- WHAT NEEDS TO BE DONE:
Place every line of the items below into a Markdown table with the columns No. and Entry, numbering each row and skipping blank lines. Leave the pictures out.
begin EXCERPTED RECORDS
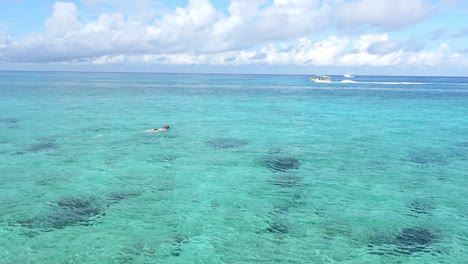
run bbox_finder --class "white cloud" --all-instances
[45,2,81,36]
[335,0,436,29]
[0,0,466,71]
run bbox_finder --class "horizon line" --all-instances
[0,69,468,78]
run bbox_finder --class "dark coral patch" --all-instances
[108,192,140,203]
[206,138,248,149]
[408,151,448,166]
[18,198,103,230]
[271,174,303,187]
[57,197,94,209]
[369,227,437,255]
[265,222,289,234]
[27,143,59,152]
[260,156,300,172]
[407,200,434,214]
[394,228,436,254]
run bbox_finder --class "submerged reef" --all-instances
[206,138,248,149]
[368,227,437,255]
[18,198,103,230]
[407,200,435,215]
[16,192,140,231]
[408,150,448,166]
[26,143,59,152]
[260,156,300,172]
[270,174,304,187]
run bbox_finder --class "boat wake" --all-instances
[341,80,431,84]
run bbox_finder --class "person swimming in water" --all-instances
[145,125,170,133]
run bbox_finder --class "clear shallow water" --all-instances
[0,72,468,263]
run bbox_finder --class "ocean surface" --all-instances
[0,72,468,264]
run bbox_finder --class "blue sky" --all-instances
[0,0,468,76]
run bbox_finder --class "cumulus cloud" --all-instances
[0,0,465,70]
[335,0,436,29]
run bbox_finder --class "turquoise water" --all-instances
[0,72,468,263]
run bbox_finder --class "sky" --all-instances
[0,0,468,76]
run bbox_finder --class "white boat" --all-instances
[309,75,331,82]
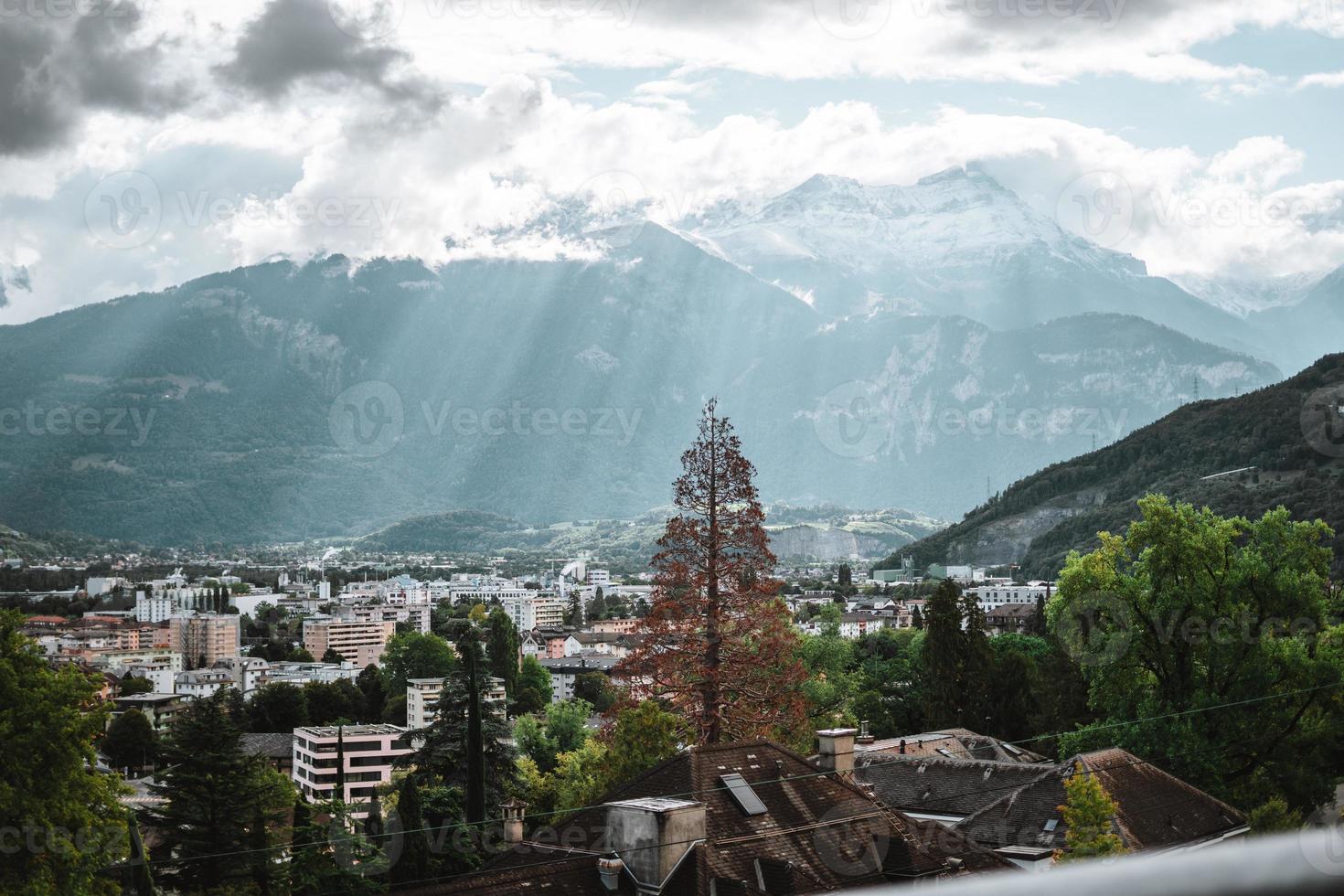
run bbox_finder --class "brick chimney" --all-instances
[606,796,704,893]
[817,728,859,773]
[500,798,527,844]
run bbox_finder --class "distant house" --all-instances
[986,603,1036,634]
[174,669,234,699]
[855,750,1247,869]
[240,731,294,775]
[112,692,186,733]
[412,730,1012,896]
[540,656,620,702]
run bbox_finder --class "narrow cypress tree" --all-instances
[464,636,485,824]
[922,579,965,730]
[391,775,429,884]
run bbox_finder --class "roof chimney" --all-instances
[597,854,625,893]
[500,796,527,845]
[603,796,704,892]
[817,728,859,773]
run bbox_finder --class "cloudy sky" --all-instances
[0,0,1344,324]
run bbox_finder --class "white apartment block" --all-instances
[966,581,1053,610]
[304,616,397,669]
[174,669,234,699]
[214,656,270,695]
[90,647,186,677]
[336,603,432,634]
[538,656,618,702]
[500,591,567,632]
[168,613,242,669]
[126,653,181,693]
[135,591,177,622]
[406,676,508,731]
[406,678,443,731]
[292,725,411,818]
[257,662,363,688]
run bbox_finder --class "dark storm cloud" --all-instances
[0,0,188,155]
[219,0,415,98]
[0,22,75,155]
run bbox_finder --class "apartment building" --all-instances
[304,616,397,669]
[406,676,508,731]
[175,669,234,699]
[500,591,569,632]
[589,619,640,634]
[292,724,411,818]
[538,656,620,702]
[168,613,242,669]
[336,603,432,634]
[966,581,1052,610]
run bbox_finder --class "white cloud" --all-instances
[1297,71,1344,90]
[0,0,1344,321]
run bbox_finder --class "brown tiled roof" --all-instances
[855,753,1044,818]
[420,741,964,896]
[238,732,294,759]
[957,750,1246,850]
[863,728,1050,763]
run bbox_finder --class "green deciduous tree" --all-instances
[380,632,457,696]
[603,699,689,787]
[1047,496,1344,808]
[247,681,309,732]
[485,607,521,699]
[101,709,158,768]
[921,579,966,730]
[403,634,517,821]
[0,610,131,896]
[1056,764,1129,862]
[154,690,293,892]
[355,662,387,724]
[304,678,365,725]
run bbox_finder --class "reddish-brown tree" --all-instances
[617,400,806,744]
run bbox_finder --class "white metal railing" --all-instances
[861,827,1344,896]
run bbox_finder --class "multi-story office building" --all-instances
[292,725,411,818]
end EXCERPTED RECORDS
- EXERCISE ANSWER:
| No. | Entry |
|---|---|
| 1 | run bbox_finder --class "white cloud" --all-instances |
| 2 | [45,2,81,36] |
| 3 | [335,0,436,29] |
| 4 | [0,0,466,71] |
| 5 | run bbox_finder --class "horizon line" --all-instances |
| 6 | [0,69,468,78] |
| 7 | run bbox_finder --class "dark coral patch" --all-instances |
| 8 | [108,192,140,203] |
| 9 | [206,138,248,149] |
| 10 | [408,151,448,166] |
| 11 | [18,198,103,230] |
| 12 | [271,174,303,187] |
| 13 | [57,197,94,209] |
| 14 | [369,227,437,255] |
| 15 | [265,222,289,234] |
| 16 | [27,143,59,152] |
| 17 | [260,156,300,172] |
| 18 | [407,200,434,214] |
| 19 | [394,228,436,254] |
| 20 | run bbox_finder --class "submerged reef" --all-instances |
| 21 | [206,138,248,149] |
| 22 | [368,227,437,255] |
| 23 | [18,198,103,230] |
| 24 | [407,200,435,215] |
| 25 | [16,192,140,231] |
| 26 | [408,150,448,166] |
| 27 | [26,143,59,152] |
| 28 | [260,156,300,172] |
| 29 | [270,174,304,187] |
| 30 | run bbox_finder --class "boat wake" --all-instances |
| 31 | [341,80,431,84] |
| 32 | run bbox_finder --class "person swimming in water" --all-instances |
| 33 | [145,125,170,133] |
| 34 | run bbox_finder --class "clear shallow water" --all-instances |
| 35 | [0,72,468,263] |
| 36 | run bbox_finder --class "ocean surface" --all-instances |
| 37 | [0,72,468,264] |
| 38 | run bbox_finder --class "blue sky" --all-instances |
| 39 | [0,0,468,76] |
| 40 | run bbox_finder --class "cumulus cloud" --all-instances |
| 41 | [0,0,465,70] |
| 42 | [335,0,436,29] |
| 43 | run bbox_finder --class "turquoise water" --all-instances |
| 44 | [0,72,468,263] |
| 45 | run bbox_finder --class "sky" --all-instances |
| 46 | [0,0,468,76] |
| 47 | run bbox_finder --class "white boat" --all-instances |
| 48 | [309,75,331,82] |
| 49 | run bbox_finder --class "brick chimney" --all-instances |
| 50 | [606,796,704,893] |
| 51 | [817,728,859,773] |
| 52 | [500,798,527,844] |
| 53 | run bbox_finder --class "distant house" --all-instances |
| 54 | [986,603,1036,634] |
| 55 | [174,669,234,699] |
| 56 | [855,750,1247,869] |
| 57 | [240,731,294,775] |
| 58 | [112,692,186,733] |
| 59 | [412,730,1012,896] |
| 60 | [540,656,620,702] |
| 61 | run bbox_finder --class "narrow cypress tree" --all-instances |
| 62 | [464,636,485,824] |
| 63 | [922,579,965,730] |
| 64 | [391,775,429,884] |
| 65 | run bbox_finder --class "roof chimney" --all-instances |
| 66 | [597,854,625,893] |
| 67 | [500,796,527,845] |
| 68 | [603,796,704,892] |
| 69 | [817,728,859,773] |
| 70 | run bbox_finder --class "cloudy sky" --all-instances |
| 71 | [0,0,1344,324] |
| 72 | run bbox_finder --class "white apartment block" --all-instances |
| 73 | [966,581,1053,610] |
| 74 | [304,616,397,669] |
| 75 | [174,669,234,699] |
| 76 | [214,656,270,695] |
| 77 | [90,647,186,677] |
| 78 | [336,603,432,634] |
| 79 | [538,656,618,702] |
| 80 | [500,591,567,632] |
| 81 | [168,613,242,669] |
| 82 | [126,653,181,693] |
| 83 | [135,591,177,622] |
| 84 | [406,676,508,731] |
| 85 | [406,678,443,731] |
| 86 | [292,725,411,818] |
| 87 | [257,662,363,688] |
| 88 | run bbox_finder --class "dark storm cloud" --all-instances |
| 89 | [0,0,188,155] |
| 90 | [219,0,415,98] |
| 91 | [0,22,75,155] |
| 92 | run bbox_finder --class "apartment building" --all-instances |
| 93 | [304,616,397,669] |
| 94 | [406,676,508,731] |
| 95 | [175,669,234,699] |
| 96 | [500,591,569,632] |
| 97 | [589,619,640,634] |
| 98 | [292,724,411,818] |
| 99 | [538,656,620,702] |
| 100 | [168,613,242,669] |
| 101 | [336,603,432,634] |
| 102 | [966,581,1052,610] |
| 103 | run bbox_finder --class "white cloud" --all-instances |
| 104 | [1297,71,1344,90] |
| 105 | [0,0,1344,321] |
| 106 | run bbox_finder --class "brown tiled roof" --all-instances |
| 107 | [855,753,1044,818] |
| 108 | [420,741,964,896] |
| 109 | [238,732,294,759] |
| 110 | [957,750,1246,850] |
| 111 | [863,728,1050,763] |
| 112 | run bbox_finder --class "green deciduous tree" --all-instances |
| 113 | [380,632,457,696] |
| 114 | [603,699,689,787] |
| 115 | [1047,496,1344,808] |
| 116 | [247,681,309,732] |
| 117 | [485,607,521,699] |
| 118 | [101,709,158,768] |
| 119 | [921,579,966,730] |
| 120 | [403,634,517,821] |
| 121 | [0,610,131,896] |
| 122 | [1056,764,1129,862] |
| 123 | [154,690,293,892] |
| 124 | [355,662,387,724] |
| 125 | [304,678,365,725] |
| 126 | run bbox_finder --class "reddish-brown tree" --all-instances |
| 127 | [617,400,806,744] |
| 128 | run bbox_finder --class "white metal railing" --all-instances |
| 129 | [861,827,1344,896] |
| 130 | run bbox_finder --class "multi-story office building" --all-instances |
| 131 | [292,725,411,818] |